### Problem requirements
All of the entries need to be repeated exactly. Leave nothing out.

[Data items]
────────────────

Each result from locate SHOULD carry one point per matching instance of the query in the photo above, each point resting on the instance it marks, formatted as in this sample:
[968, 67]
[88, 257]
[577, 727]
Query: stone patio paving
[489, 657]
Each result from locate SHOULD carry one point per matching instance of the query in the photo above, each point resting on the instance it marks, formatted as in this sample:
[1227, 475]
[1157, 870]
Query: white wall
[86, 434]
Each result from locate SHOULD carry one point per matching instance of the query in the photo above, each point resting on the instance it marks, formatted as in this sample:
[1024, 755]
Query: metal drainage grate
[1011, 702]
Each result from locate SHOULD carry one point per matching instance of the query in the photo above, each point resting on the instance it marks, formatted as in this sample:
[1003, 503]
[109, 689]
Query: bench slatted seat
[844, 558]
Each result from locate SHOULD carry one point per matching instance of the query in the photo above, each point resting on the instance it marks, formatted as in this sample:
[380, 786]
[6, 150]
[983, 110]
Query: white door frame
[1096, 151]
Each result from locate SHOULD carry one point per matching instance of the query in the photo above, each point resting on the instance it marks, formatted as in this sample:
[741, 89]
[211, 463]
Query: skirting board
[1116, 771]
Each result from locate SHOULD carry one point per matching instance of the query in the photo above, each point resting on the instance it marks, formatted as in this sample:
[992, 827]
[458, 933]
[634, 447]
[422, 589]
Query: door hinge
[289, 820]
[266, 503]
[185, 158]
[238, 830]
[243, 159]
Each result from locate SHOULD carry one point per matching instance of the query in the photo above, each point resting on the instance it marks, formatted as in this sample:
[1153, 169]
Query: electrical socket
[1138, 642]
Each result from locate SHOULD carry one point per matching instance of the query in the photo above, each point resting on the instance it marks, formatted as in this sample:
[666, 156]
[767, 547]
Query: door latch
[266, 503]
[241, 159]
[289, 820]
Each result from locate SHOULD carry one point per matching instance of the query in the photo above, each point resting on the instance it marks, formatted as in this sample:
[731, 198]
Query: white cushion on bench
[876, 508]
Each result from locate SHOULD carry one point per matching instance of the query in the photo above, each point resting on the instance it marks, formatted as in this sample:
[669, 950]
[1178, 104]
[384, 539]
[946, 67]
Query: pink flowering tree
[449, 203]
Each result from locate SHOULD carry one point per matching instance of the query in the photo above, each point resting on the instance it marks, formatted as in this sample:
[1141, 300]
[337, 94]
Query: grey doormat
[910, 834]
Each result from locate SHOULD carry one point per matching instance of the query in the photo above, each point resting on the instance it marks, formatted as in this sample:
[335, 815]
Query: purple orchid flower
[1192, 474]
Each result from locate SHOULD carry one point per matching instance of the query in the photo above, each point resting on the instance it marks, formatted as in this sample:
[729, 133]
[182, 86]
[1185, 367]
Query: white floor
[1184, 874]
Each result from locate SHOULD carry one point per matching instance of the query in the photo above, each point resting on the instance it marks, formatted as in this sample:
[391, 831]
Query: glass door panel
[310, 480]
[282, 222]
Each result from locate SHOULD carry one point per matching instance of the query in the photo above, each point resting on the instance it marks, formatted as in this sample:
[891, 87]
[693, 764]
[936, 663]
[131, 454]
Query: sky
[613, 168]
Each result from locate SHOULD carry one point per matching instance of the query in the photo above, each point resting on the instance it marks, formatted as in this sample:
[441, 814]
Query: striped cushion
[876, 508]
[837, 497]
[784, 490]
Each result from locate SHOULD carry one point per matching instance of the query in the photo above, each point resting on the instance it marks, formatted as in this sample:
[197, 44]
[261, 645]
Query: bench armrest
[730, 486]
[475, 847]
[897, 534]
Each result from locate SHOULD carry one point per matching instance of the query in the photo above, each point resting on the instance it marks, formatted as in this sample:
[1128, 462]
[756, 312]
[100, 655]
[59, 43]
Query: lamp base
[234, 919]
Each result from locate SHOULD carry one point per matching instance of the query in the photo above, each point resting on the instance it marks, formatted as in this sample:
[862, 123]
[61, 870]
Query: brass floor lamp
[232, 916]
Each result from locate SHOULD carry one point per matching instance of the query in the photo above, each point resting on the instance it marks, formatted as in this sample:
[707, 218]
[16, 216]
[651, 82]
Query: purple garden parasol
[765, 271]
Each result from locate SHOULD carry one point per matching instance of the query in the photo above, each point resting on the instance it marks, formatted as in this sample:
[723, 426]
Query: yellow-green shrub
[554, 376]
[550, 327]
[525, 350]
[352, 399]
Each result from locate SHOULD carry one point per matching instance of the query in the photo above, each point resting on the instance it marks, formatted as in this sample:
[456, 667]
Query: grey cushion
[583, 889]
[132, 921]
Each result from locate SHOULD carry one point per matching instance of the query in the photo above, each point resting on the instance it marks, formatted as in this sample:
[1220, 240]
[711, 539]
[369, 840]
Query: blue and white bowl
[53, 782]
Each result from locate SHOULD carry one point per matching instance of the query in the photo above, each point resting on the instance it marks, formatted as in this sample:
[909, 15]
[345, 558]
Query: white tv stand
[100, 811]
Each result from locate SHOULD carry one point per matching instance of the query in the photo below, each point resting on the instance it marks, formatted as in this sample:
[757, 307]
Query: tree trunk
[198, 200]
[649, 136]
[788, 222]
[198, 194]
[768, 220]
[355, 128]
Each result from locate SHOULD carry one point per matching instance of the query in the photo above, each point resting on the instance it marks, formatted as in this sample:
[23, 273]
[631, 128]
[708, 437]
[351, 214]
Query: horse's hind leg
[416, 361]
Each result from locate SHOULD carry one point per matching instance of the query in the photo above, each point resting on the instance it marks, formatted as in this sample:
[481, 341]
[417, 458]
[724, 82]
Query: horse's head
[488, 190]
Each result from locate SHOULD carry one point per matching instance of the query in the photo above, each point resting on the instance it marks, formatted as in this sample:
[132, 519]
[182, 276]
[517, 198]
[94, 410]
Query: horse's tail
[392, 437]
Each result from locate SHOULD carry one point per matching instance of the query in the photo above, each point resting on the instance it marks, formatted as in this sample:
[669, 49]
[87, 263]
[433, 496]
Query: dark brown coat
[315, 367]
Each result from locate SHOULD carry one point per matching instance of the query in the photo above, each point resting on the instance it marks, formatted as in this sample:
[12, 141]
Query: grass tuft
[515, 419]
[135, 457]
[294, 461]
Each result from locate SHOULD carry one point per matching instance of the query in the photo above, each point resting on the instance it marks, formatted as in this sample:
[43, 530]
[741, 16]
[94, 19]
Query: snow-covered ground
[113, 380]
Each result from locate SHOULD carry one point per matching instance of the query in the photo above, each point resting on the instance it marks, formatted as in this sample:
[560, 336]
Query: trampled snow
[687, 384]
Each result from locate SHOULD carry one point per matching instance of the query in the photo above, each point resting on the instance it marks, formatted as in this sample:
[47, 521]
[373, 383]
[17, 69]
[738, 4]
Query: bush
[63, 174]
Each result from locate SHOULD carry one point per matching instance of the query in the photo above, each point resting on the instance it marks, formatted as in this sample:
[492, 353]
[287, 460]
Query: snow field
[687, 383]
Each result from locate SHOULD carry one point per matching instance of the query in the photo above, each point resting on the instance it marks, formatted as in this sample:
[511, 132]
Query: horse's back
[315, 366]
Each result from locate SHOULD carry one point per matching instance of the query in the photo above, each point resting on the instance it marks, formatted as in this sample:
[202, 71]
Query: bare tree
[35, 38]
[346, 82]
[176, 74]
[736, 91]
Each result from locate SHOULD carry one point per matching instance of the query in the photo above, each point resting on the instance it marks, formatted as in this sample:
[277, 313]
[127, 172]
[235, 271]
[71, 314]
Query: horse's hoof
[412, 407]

────────────────

### Exercise solution
Each result from locate SHOULD carry one point per matching instance of the query in the photo above, each point resting on the instance it marks, formatted as in this sample:
[968, 67]
[88, 257]
[577, 727]
Query: stone patio paving
[489, 657]
Each result from locate SHOULD carry one point per matching instance of the query in the photo above, each point resting on the instance it marks, formatted as in this sample:
[1227, 475]
[1157, 870]
Query: white wall
[86, 434]
Each result from locate SHOULD carry one point per matching instance of the query in the photo above, each point resting on the instance it marks, formatted as in this sample:
[1024, 755]
Query: metal drainage grate
[1011, 702]
Each result from locate SHOULD carry one point per matching instance of the query in the photo above, each point resting on the instance it marks, formatted as in this sample:
[1003, 503]
[109, 689]
Query: bench slatted seat
[844, 558]
Each result from locate SHOULD carry one point per matching instance of the query in the photo above, each point resting on the instance it marks, formatted as in this sample:
[380, 786]
[6, 150]
[983, 110]
Query: white door frame
[1096, 151]
Each result from locate SHOULD carry one point per matching instance of the query in the photo above, each point resting on the instance it marks, formatted as in this sample:
[741, 89]
[211, 463]
Query: skirting board
[1116, 771]
Each result from locate SHOULD carry one point per matching instance of the query in the photo above, each point resting on the instance it marks, formatted as in this sample:
[992, 827]
[458, 933]
[634, 447]
[422, 589]
Query: door hinge
[289, 820]
[266, 503]
[185, 158]
[238, 830]
[243, 159]
Each result from locate SHOULD carry one point per matching instance of the query in the photo above, each point resting on the instance it marks, formatted as in this sample:
[1153, 169]
Query: electrical socket
[1138, 642]
Each result from locate SHOULD carry one point per matching instance of the query in the photo above, each point resting on the instance it marks, formatted as in this sample:
[666, 156]
[767, 547]
Query: door latch
[266, 503]
[241, 159]
[289, 820]
Each result from locate SHOULD carry one point per matching instance of the query in the photo above, each point resting on the instance it marks, formatted as in this sample:
[731, 198]
Query: white cushion on bench
[876, 508]
Each result from locate SHOULD carry one point per matching instance of the query in the photo above, each point resting on the instance it marks, formatted as in this sample:
[669, 950]
[1178, 104]
[384, 539]
[946, 67]
Query: pink flowering tree
[449, 203]
Each result from locate SHOULD carry one point per matching instance of the query in the photo above, each point resting on the instance it marks, formatted as in this sample:
[1141, 300]
[337, 94]
Query: grey doormat
[910, 834]
Each result from locate SHOULD carry one point per matching instance of the query in the photo above, each point resting on the instance it marks, formatted as in this sample:
[335, 815]
Query: purple orchid flower
[1192, 474]
Each result from locate SHOULD carry one point per matching instance of the query in the photo above, each point resting on the instance it marks, formatted as in this sample:
[729, 133]
[182, 86]
[1185, 367]
Query: white floor
[1184, 874]
Each result from locate SHOULD carry one point per matching instance of the query in the photo above, each point resting on the instance it marks, formatted as in this sample:
[391, 831]
Query: glass door panel
[310, 480]
[282, 222]
Each result from locate SHOULD carry one point per matching instance of the query in the photo above, each point resting on the instance it marks, formatted as in this sample:
[891, 87]
[693, 764]
[936, 663]
[131, 454]
Query: sky
[613, 168]
Each result from locate SHOULD carry one point per matching instance of the query in the photo above, each point resting on the instance it marks, formatted as in this sample:
[441, 814]
Query: striped cushion
[876, 508]
[837, 497]
[784, 490]
Each result from locate SHOULD carry one point per matching instance of the query in the photo above, each point resting on the instance it marks, formatted as in this sample:
[197, 44]
[261, 645]
Query: bench armrest
[730, 486]
[475, 847]
[897, 534]
Each result from locate SHOULD carry one point per matching instance of the query in the photo above, each point resting on the instance it marks, formatted as in this sample:
[1128, 462]
[756, 312]
[100, 655]
[59, 43]
Query: lamp base
[234, 919]
Each result from locate SHOULD carry one point per matching instance of the query in the photo above, each point resting on the instance it marks, formatted as in this sample:
[862, 123]
[61, 870]
Query: brass floor lamp
[232, 916]
Each result from locate SHOULD carry one point per matching instance of the query in the photo above, each point resting on the instance it marks, formatted as in this sample:
[707, 218]
[16, 216]
[651, 82]
Query: purple garden parasol
[765, 271]
Each result from locate SHOULD carry one point per matching instance of the query in the photo above, each point resting on the instance it marks, formatted as in this sample:
[723, 426]
Query: yellow-green shrub
[554, 376]
[550, 327]
[525, 350]
[352, 399]
Each result from locate SHOULD carry one point per matching instance of the query in the photo above, each point resting on the instance it marks, formatted as in this sample:
[456, 667]
Query: grey cushion
[583, 889]
[132, 921]
Each result from locate SHOULD carry one point per matching instance of the query in the photo above, each point resting on the instance it marks, formatted as in this sample:
[1220, 240]
[711, 539]
[369, 840]
Query: blue and white bowl
[53, 782]
Each result from locate SHOULD carry one point per matching instance of the query in the photo above, each point resting on the instance it marks, formatted as in this sample:
[909, 15]
[345, 558]
Query: white tv stand
[100, 811]
Each result from locate SHOULD carry one point per matching instance of the query in the photo below, each point resting on the instance it marks, formatted as in this sample:
[757, 307]
Query: tree trunk
[198, 200]
[649, 136]
[788, 222]
[198, 194]
[768, 220]
[355, 128]
Each result from locate SHOULD carry one point per matching instance of the query in the photo above, each point resting on the instance it marks, formatted as in this sample:
[23, 273]
[631, 128]
[708, 437]
[351, 214]
Query: horse's hind leg
[416, 361]
Each result from locate SHOULD carry one point per matching instance of the query in the photo above, each point resting on the instance it marks, formatted as in this sample:
[481, 341]
[417, 458]
[724, 82]
Query: horse's head
[488, 190]
Each result from locate SHOULD carry one point per matching instance of the query in the photo above, each point resting on the instance it marks, formatted as in this sample:
[132, 519]
[182, 276]
[517, 198]
[94, 410]
Query: horse's tail
[392, 437]
Each result from locate SHOULD carry one point per matching instance of the query in the photo above, each point resting on the instance it marks, formatted as in this sample:
[669, 49]
[87, 263]
[433, 496]
Query: dark brown coat
[315, 367]
Each result from locate SHOULD carry one point per matching instance of the query in the photo above, each point resting on the instance it marks, formatted as in this sample:
[12, 141]
Query: grass tuft
[515, 419]
[135, 457]
[294, 461]
Each result from locate SHOULD carry one point per matching instance of the query in the photo above, each point resting on the instance it marks, formatted as in this sample:
[43, 530]
[741, 16]
[94, 19]
Query: snow-covered ground
[113, 380]
Each result from locate SHOULD carry one point per matching instance of the query in the photo above, each point resting on the instance it marks, formatted as in this sample:
[560, 336]
Query: trampled snow
[687, 384]
Each result from locate SHOULD carry one point per matching instance of the query in the photo above, each point resting on the instance it marks, formatted as in this sample:
[47, 521]
[373, 383]
[17, 69]
[738, 4]
Query: bush
[63, 174]
Each result from locate SHOULD carry one point per matching instance of the query in the photo above, each point resting on the instance it marks, formatted as in this sample:
[492, 353]
[287, 460]
Query: snow field
[687, 383]
Each result from locate SHOULD carry one point per matching instance of the query in the photo above, each point resting on the instance it marks, formatted as in this sample:
[511, 132]
Query: horse's back
[315, 366]
Each result from locate SHOULD carry one point per matching instance of the query in the photo above, each point resting on the instance it marks, formatted as in this sample:
[202, 71]
Query: bare tree
[35, 38]
[346, 82]
[176, 74]
[736, 91]
Each result from locate SHOULD carry one point per matching instance of the query in the photo above, each point resting on the instance it marks, formatted as in this sample:
[277, 313]
[127, 172]
[235, 271]
[71, 314]
Query: horse's hoof
[412, 407]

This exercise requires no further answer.